**Aim:**
All of the data must be printed exactly; please include every line.

**The data:**
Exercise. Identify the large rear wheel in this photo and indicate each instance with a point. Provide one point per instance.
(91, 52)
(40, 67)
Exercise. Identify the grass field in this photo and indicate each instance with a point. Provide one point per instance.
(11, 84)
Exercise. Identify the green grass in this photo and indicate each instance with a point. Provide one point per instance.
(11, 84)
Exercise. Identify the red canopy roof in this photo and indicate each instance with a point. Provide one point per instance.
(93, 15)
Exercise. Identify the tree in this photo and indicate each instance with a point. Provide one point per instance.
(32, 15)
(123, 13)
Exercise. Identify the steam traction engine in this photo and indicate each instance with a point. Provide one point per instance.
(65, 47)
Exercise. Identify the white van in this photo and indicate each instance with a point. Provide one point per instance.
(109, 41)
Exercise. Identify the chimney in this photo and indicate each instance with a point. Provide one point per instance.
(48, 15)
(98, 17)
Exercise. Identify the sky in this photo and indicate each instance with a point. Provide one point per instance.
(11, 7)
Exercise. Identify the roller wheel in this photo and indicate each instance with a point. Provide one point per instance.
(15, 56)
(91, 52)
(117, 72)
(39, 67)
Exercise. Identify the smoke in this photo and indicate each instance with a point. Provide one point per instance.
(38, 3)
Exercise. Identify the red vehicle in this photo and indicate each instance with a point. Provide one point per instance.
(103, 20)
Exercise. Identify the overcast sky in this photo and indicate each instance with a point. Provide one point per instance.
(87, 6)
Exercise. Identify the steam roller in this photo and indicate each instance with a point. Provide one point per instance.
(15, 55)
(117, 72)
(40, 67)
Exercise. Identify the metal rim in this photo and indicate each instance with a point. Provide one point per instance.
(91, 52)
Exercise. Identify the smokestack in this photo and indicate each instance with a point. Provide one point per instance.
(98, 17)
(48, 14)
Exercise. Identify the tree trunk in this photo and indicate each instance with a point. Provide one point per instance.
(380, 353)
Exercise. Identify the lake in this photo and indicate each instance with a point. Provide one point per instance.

**Finished exercise:**
Exercise. Identify the large rear wheel in this photo and indicate each instance with a point. Provide one point per instance.
(91, 52)
(40, 67)
Exercise. Identify the grass field in this photo and indicate each instance with a point. Provide one point per instance.
(11, 84)
Exercise. Identify the green grass in this photo and indicate each instance with a point. Provide one point per instance.
(11, 84)
Exercise. Identify the red canopy roof in this photo and indicate each instance with a point. Provide one point per instance.
(93, 15)
Exercise. Identify the tree in this photo and indicate each instance with a point. Provide one point per instance.
(32, 15)
(123, 13)
Exercise. Identify the steam traction engine in this photo and indicate each instance with a point. Provide one point per instance.
(65, 47)
Exercise. Identify the white van in this photo and indicate each instance with a point. Provide one point per instance.
(109, 41)
Exercise. Identify the chimney in this photo and indicate each instance with a point. Provide one point per instance.
(48, 15)
(98, 17)
Exercise. Identify the sky in this photo and indicate each instance with a point. Provide one point per instance.
(11, 7)
Exercise. Identify the roller wheel in this photo and indicate each instance with a point. Provide one point per instance.
(15, 56)
(91, 52)
(117, 72)
(39, 67)
Exercise. Identify the smoke in this photo and indicate each instance with a point. Provide one point per instance.
(38, 3)
Exercise. Identify the red vehicle in this photo and indicate each instance with a point. Provide one point per instance.
(103, 20)
Exercise. Identify the overcast sky in this photo and indicate each instance with a point. Provide one point per instance.
(87, 6)
Exercise. Identify the steam roller in this photo and indicate each instance with a point. Provide one point per instance.
(15, 55)
(117, 72)
(40, 67)
Exercise. Identify the metal rim in this photo and indicate each instance with a point. Provide one point per instance.
(91, 52)
Exercise. Identify the smokestack in this photo and indicate each instance with a point. Provide one point per instance.
(98, 17)
(48, 14)
Exercise. Identify the tree trunk in this photo and indicate each instance with a point. Provide one point per instance.
(380, 353)
Exercise. Identify the lake in this photo and indicate each instance with a point. Provide one point per instance.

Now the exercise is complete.